Last Updated June 13, 2023 | Andrew Boyle

Both SOHC and DOHC refer to the camshaft alignment of your engine. A camshaft is basically the conductor of gases and fuel inside the engine. Consisting of a straight metal shaft covered with oblong lobes, the camshaft automatically opens the fuel intake and exhaust valves as it rotates. There are several different forms of camshafts found in engines. There are SOHC (single overhead cam), DOHC (double overhead cam), and OHV (overhead valve) engine layouts, each with their own benefits and drawbacks.

Camshaft Alone

Overhead Valve Engines (OHV)

While this is neither a SOHC or a DOHC engine, overhead valve engines are the predecessors of both SOHC and DOHC engines and are therefore important to understand. Even though there are more pieces in an OHV engine, and, in some degrees, its operation is more complicated, the overall design is much simpler.

The overhead valve engine uses a single camshaft that is connected to a series of pushrods, hence why it is also called a pushrod engine. Instead of the camshaft directly touching the rocker arms connected to the valves themselves, the camshaft touches a series of pushrods, which activate the valves instead. Part of the appeal of pushrod engines is that they can be much smaller. Since the camshaft is placed right in the middle of the engine, it can be much more compact. This style of engine is now seen as an older style of engine because the design of an OHV is comparatively much more straightforward than either a SOHC or a DOHC. There are some benefits and problems with this relatively simple style of engine. For one, the smaller size of the engine is a big draw. Not only does the internal camshaft placement save some space, but the way in which the camshaft is connected to the crankshaft is compact as well. While some pushrod engines are synced up with the crankshaft via a timing belt, the placement of the camshaft allows for it to easily be coupled via a series of gears, which is an overall sturdier setup. Additionally, the simple camshaft setup saves a fair amount of weight as well, meaning that pushrod engines are both lighter and smaller.

Directions for this task: Continue the camshaft layout article from the point where it stops, starting after its last sentence about pushrod engines being lighter and smaller.

Image boundary labeling items:
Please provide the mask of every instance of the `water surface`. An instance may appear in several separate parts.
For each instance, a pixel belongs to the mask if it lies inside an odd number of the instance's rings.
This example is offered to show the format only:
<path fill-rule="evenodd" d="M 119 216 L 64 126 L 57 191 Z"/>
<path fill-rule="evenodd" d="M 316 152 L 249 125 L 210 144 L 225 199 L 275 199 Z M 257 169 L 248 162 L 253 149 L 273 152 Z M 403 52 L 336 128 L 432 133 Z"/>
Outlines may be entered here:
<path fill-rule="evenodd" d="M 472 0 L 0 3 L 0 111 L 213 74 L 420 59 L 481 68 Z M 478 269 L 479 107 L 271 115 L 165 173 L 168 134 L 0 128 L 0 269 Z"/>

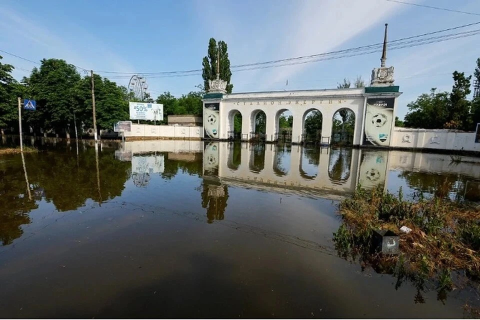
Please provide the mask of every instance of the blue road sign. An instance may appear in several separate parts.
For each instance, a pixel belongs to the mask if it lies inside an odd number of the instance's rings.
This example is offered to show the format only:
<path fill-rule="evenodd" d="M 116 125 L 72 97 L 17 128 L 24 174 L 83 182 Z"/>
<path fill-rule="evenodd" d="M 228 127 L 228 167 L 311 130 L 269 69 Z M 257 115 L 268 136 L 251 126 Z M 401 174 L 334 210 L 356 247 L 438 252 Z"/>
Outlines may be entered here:
<path fill-rule="evenodd" d="M 26 110 L 36 110 L 36 102 L 30 99 L 24 99 L 24 108 Z"/>

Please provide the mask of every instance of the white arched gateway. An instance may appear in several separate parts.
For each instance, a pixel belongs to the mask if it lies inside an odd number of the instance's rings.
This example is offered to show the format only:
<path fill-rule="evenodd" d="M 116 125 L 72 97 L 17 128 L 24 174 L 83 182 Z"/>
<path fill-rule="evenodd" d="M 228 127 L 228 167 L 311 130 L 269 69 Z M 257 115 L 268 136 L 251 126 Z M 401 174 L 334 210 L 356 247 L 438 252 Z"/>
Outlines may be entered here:
<path fill-rule="evenodd" d="M 386 56 L 386 26 L 381 66 L 373 70 L 370 86 L 226 94 L 225 82 L 218 78 L 212 80 L 210 90 L 204 96 L 204 138 L 228 139 L 232 114 L 240 112 L 242 138 L 250 140 L 254 136 L 256 116 L 262 111 L 266 116 L 265 140 L 274 141 L 280 115 L 288 110 L 293 116 L 292 142 L 301 143 L 306 114 L 318 110 L 322 119 L 320 142 L 328 144 L 334 115 L 339 110 L 347 109 L 354 114 L 354 145 L 388 146 L 394 126 L 396 98 L 400 93 L 398 86 L 394 86 L 394 68 L 385 66 Z"/>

Answer to the task:
There are, of course, a litany of problems with the OHV engines too. One of the more common problems with pushrod engines is its issues with producing power. Because of the momentum of each of the individual elements of the camshaft setup, the pushrod can “float,” wherein it doesn’t close in between cycles. This can, at the best, decrease engine efficiency, or, at the worst, crack a valve. The pushrods themselves can get bent as well. If there are any problems with the pushrods or the camshaft itself, the entire engine generally has to be removed.

SOHC: Single Overhead Cams

SOHC Engine

SOHC stands for single overhead cam. As opposed to OHV engines, the camshaft is situated over the cylinders of the engine, placing the lobes of the camshaft directly on the rocker arms for the engine intake and exhaust valves. On an engine like a V6, there would be two camshafts for each row of cylinders, and on a straight engine, only one. On SOHC engines, the camshaft activates both the fuel intake and the exhaust valves, meaning that there can be a maximum of two valves per cylinder, much like a pushrod engine. This control over both valves simultaneously means that, in a lot of ways, SOHC engines function similar to their pushrod counterparts. However, they are a bit more robust because they don’t have the inherent risk of bent pushrods and floating. Alongside the added weight of an additional camshaft on some engine layouts, SOHC engines require the use of a timing belt to keep the camshaft synced with the crankshaft.

DOHC: Dual Overhead Cams

DOHC Engine

DOHC engines are simply engines with another camshaft per cylinder row. For example, on a V6 engine layout, there would be a total of four camshafts. The additional camshafts are intended to take control of either the fuel intake valve or the exhaust valve individually. The extra camshafts also open up the possibility for more valves on each individual cylinder, meaning that a maximum of four valves per cylinder is possible. As it should seem, DOHC engines are more complicated and, consequently, more difficult to produce than SOHC engines. With the increased difficulty of production come some measurable benefits as well. The additional camshafts per cylinder row allow each of the valves to open and close with greater precision. Not only will their timings be closer to optimal, but the additional valves allow the engine to circulate fuel and exhaust with more ease. This means that DOHC engines can produce more power than SOHC and OHV engines. Not only can DOHC engines put more fuel into the cylinder on account of their increased number of valves, but their design means that they can be used at higher RPM as well. There are some additional benefits to DOHC engines. Not only are they more efficient, but they run quieter and cooler as well.

There's a good reason that DOHC engines are the go-to for performance motors. For all that’s good about DOHC engines, however, they are accordingly difficult to repair. With double the parts, there are twice as many parts that could need replacing.

Is DOHC or SOHC Better?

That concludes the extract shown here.